● **Items from a data source**:
*****

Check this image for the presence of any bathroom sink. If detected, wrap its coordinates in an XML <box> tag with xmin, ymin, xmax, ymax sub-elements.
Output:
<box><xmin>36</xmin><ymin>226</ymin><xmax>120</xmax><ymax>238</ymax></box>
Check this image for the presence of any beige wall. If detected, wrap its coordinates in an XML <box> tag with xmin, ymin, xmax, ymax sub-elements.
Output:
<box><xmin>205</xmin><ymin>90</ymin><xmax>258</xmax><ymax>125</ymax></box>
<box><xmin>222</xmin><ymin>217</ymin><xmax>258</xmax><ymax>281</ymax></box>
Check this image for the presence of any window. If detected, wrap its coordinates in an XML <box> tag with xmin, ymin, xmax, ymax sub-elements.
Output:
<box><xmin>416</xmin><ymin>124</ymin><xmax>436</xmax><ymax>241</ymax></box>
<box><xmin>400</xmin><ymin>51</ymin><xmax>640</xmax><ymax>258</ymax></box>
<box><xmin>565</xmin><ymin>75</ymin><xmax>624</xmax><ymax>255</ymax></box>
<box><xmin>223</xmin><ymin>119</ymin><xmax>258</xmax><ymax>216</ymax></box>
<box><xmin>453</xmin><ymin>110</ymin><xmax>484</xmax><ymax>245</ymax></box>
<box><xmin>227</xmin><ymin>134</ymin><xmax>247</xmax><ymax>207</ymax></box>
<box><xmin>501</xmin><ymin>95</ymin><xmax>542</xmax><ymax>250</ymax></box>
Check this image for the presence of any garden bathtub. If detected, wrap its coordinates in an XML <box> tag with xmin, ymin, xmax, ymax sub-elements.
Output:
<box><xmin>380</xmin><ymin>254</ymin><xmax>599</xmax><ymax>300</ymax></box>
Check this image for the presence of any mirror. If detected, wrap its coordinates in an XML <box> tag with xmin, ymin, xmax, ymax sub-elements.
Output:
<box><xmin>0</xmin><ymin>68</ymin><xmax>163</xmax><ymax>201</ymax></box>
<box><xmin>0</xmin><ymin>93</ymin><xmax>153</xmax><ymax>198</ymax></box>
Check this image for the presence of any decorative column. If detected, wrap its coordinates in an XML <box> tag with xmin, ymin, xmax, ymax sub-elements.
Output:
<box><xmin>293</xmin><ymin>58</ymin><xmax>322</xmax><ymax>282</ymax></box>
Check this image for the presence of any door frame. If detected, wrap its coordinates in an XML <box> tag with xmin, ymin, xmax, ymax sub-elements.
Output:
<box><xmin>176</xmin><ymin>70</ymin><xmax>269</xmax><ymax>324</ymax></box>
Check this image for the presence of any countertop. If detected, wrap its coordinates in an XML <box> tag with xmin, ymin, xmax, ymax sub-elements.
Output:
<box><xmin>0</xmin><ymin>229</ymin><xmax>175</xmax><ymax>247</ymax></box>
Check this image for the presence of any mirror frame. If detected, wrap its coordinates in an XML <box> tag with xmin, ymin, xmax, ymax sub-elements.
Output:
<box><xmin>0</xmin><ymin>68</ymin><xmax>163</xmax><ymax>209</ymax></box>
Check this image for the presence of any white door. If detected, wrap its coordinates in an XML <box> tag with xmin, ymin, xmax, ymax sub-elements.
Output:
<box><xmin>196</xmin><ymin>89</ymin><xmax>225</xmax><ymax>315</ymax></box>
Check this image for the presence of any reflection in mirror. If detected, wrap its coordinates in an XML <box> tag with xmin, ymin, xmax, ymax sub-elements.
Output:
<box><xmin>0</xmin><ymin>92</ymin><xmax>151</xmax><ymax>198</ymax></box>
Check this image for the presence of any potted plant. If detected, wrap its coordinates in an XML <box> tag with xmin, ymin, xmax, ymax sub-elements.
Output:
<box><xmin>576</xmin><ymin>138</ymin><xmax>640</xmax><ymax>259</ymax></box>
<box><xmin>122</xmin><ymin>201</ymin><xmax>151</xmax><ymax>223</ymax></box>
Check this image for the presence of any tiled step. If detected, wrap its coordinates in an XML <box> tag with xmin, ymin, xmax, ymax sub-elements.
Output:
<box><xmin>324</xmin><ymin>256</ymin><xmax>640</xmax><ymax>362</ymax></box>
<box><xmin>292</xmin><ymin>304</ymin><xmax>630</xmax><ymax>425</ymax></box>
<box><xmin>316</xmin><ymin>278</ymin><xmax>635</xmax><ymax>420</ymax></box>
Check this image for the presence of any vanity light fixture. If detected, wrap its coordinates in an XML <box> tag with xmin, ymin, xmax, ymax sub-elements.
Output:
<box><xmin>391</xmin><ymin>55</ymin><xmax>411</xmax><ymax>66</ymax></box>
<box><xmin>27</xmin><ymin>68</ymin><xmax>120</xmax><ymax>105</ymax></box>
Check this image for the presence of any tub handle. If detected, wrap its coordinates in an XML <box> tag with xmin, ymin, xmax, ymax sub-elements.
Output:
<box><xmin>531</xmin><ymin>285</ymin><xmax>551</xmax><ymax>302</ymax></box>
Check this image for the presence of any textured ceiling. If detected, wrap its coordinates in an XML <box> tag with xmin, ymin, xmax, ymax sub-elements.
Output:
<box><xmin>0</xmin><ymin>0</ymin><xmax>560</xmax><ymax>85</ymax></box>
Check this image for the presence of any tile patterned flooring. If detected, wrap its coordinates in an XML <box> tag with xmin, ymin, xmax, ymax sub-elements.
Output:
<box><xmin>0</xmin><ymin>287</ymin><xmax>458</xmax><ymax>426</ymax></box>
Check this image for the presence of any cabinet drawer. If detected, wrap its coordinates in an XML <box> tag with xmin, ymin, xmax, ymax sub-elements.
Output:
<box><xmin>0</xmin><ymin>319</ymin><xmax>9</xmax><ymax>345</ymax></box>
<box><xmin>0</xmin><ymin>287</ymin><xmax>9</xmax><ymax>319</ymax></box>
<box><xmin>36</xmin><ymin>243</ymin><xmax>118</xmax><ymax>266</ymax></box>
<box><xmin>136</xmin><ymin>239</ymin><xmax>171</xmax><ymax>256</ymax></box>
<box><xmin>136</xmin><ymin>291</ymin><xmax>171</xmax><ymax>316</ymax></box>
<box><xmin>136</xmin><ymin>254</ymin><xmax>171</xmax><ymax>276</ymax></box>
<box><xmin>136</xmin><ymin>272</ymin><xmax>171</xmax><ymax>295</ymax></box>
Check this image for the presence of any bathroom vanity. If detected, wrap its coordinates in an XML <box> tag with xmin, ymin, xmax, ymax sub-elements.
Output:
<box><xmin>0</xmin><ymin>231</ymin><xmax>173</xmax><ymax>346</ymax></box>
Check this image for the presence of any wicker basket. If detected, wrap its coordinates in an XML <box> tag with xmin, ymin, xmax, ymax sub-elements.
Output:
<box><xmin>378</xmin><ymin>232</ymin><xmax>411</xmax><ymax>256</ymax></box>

*****

● **Requirement**:
Transcribe every line above verbatim, leaving nothing out and changing nothing.

● **Task answer**:
Check this image for the presence of any bathroom sink. If detected, wrap its coordinates in an XML <box> tag with xmin, ymin, xmax, ymax sub-elements.
Output:
<box><xmin>36</xmin><ymin>226</ymin><xmax>120</xmax><ymax>238</ymax></box>
Check this image for the presence of any beige wall. If detected, wrap its coordinates in an XML <box> tag with xmin, ymin, xmax, ymax sub-elements.
Output:
<box><xmin>205</xmin><ymin>90</ymin><xmax>258</xmax><ymax>125</ymax></box>
<box><xmin>222</xmin><ymin>217</ymin><xmax>258</xmax><ymax>281</ymax></box>
Check this image for the presence of any window. If detected, wrap its coordinates in an XML <box> tag with xmin, ymin, xmax, ymax sub-elements.
Output:
<box><xmin>416</xmin><ymin>124</ymin><xmax>436</xmax><ymax>241</ymax></box>
<box><xmin>400</xmin><ymin>51</ymin><xmax>640</xmax><ymax>258</ymax></box>
<box><xmin>565</xmin><ymin>75</ymin><xmax>624</xmax><ymax>255</ymax></box>
<box><xmin>223</xmin><ymin>119</ymin><xmax>258</xmax><ymax>216</ymax></box>
<box><xmin>453</xmin><ymin>110</ymin><xmax>484</xmax><ymax>245</ymax></box>
<box><xmin>227</xmin><ymin>134</ymin><xmax>247</xmax><ymax>207</ymax></box>
<box><xmin>501</xmin><ymin>95</ymin><xmax>542</xmax><ymax>250</ymax></box>
Check this image for the presence of any garden bathtub. If detected, wrap its coordinates in an XML <box> tag with xmin, ymin, xmax, ymax sub-elements.
Output:
<box><xmin>380</xmin><ymin>254</ymin><xmax>599</xmax><ymax>300</ymax></box>
Check this image for the presence of any mirror. If detected, wrap its coordinates in an XML <box> tag with xmin, ymin, xmax, ymax sub-elements.
Output:
<box><xmin>0</xmin><ymin>68</ymin><xmax>163</xmax><ymax>201</ymax></box>
<box><xmin>0</xmin><ymin>93</ymin><xmax>153</xmax><ymax>198</ymax></box>
Check this image for the presence of any decorative column. If detected, wrap its coordinates in an XML <box> tag with xmin, ymin, xmax, ymax sub-elements.
Output:
<box><xmin>293</xmin><ymin>58</ymin><xmax>322</xmax><ymax>282</ymax></box>
Check this image for the presence of any door frame. If detected, wrap its coordinates in an XML <box> tag with xmin, ymin, xmax, ymax sub-elements.
Output:
<box><xmin>176</xmin><ymin>70</ymin><xmax>269</xmax><ymax>324</ymax></box>
Check this image for the presence of any countertop. If detected, wrap its coordinates in an XML <box> tag with xmin, ymin, xmax, ymax sub-elements.
Output:
<box><xmin>0</xmin><ymin>229</ymin><xmax>175</xmax><ymax>247</ymax></box>
Check this image for the presence of any mirror frame. If detected, wrap its coordinates in an XML <box> tag with xmin, ymin, xmax, ymax sub-elements.
Output:
<box><xmin>0</xmin><ymin>68</ymin><xmax>163</xmax><ymax>209</ymax></box>
Check this image for the presence of any white door. If detected, wrap its coordinates in an XML <box> tag with xmin, ymin, xmax, ymax sub-elements.
Output:
<box><xmin>196</xmin><ymin>89</ymin><xmax>225</xmax><ymax>315</ymax></box>
Check this image for the presence of any reflection in mirror. If detected, wrap its coordinates in an XML <box> tag with xmin, ymin, xmax, ymax sub-elements.
Output:
<box><xmin>0</xmin><ymin>92</ymin><xmax>151</xmax><ymax>198</ymax></box>
Check this image for the presence of any potted plant. If detected, wrap its coordinates in an XML <box> tag with xmin, ymin, xmax, ymax sub-elements.
Output:
<box><xmin>576</xmin><ymin>138</ymin><xmax>640</xmax><ymax>259</ymax></box>
<box><xmin>122</xmin><ymin>201</ymin><xmax>151</xmax><ymax>223</ymax></box>
Check this image for the presence of any tiled step. If detected, wrap its coordinates in an XML <box> tag with xmin, ymin, xmax, ymax sub-elements.
Output:
<box><xmin>324</xmin><ymin>256</ymin><xmax>640</xmax><ymax>362</ymax></box>
<box><xmin>292</xmin><ymin>304</ymin><xmax>630</xmax><ymax>425</ymax></box>
<box><xmin>316</xmin><ymin>278</ymin><xmax>635</xmax><ymax>420</ymax></box>
Check this image for the presence of any vanity light fixture. If detected, wrap its coordinates in an XML <box> tag with xmin, ymin, xmax, ymax sub-elements.
Output:
<box><xmin>391</xmin><ymin>55</ymin><xmax>411</xmax><ymax>66</ymax></box>
<box><xmin>27</xmin><ymin>68</ymin><xmax>120</xmax><ymax>105</ymax></box>
Check this image for the presence of any tub handle. If detected, wrap its coordinates in an XML <box> tag with xmin, ymin, xmax, ymax sub-elements.
Output:
<box><xmin>531</xmin><ymin>285</ymin><xmax>551</xmax><ymax>302</ymax></box>
Check this image for the presence of any textured ceiling. If detected, wrap its coordinates in an XML <box> tag with xmin, ymin, xmax, ymax sub-elements.
Output:
<box><xmin>0</xmin><ymin>0</ymin><xmax>560</xmax><ymax>85</ymax></box>
Check this image for the presence of any tile patterned flooring. If detected, wrap its coordinates in an XML <box> tag with xmin, ymin, xmax, ymax sub-elements.
Output:
<box><xmin>0</xmin><ymin>287</ymin><xmax>458</xmax><ymax>426</ymax></box>
Check this image for the presence of any cabinet drawer. If detected, wrap its coordinates in an XML <box> tag with xmin, ymin, xmax, ymax sub-elements.
Output:
<box><xmin>0</xmin><ymin>319</ymin><xmax>9</xmax><ymax>345</ymax></box>
<box><xmin>0</xmin><ymin>287</ymin><xmax>9</xmax><ymax>319</ymax></box>
<box><xmin>36</xmin><ymin>243</ymin><xmax>118</xmax><ymax>266</ymax></box>
<box><xmin>136</xmin><ymin>239</ymin><xmax>171</xmax><ymax>256</ymax></box>
<box><xmin>136</xmin><ymin>291</ymin><xmax>171</xmax><ymax>316</ymax></box>
<box><xmin>136</xmin><ymin>254</ymin><xmax>171</xmax><ymax>276</ymax></box>
<box><xmin>136</xmin><ymin>272</ymin><xmax>171</xmax><ymax>295</ymax></box>
Check this image for the presence of any bathroom vanity. If detected, wrap its coordinates in an XML <box> tag with xmin, ymin, xmax, ymax sub-elements.
Output:
<box><xmin>0</xmin><ymin>231</ymin><xmax>173</xmax><ymax>346</ymax></box>
Check this image for the presence of any wicker basket. If detected, wrap its coordinates in an XML <box> tag with xmin, ymin, xmax, ymax sub-elements.
Output:
<box><xmin>378</xmin><ymin>232</ymin><xmax>411</xmax><ymax>256</ymax></box>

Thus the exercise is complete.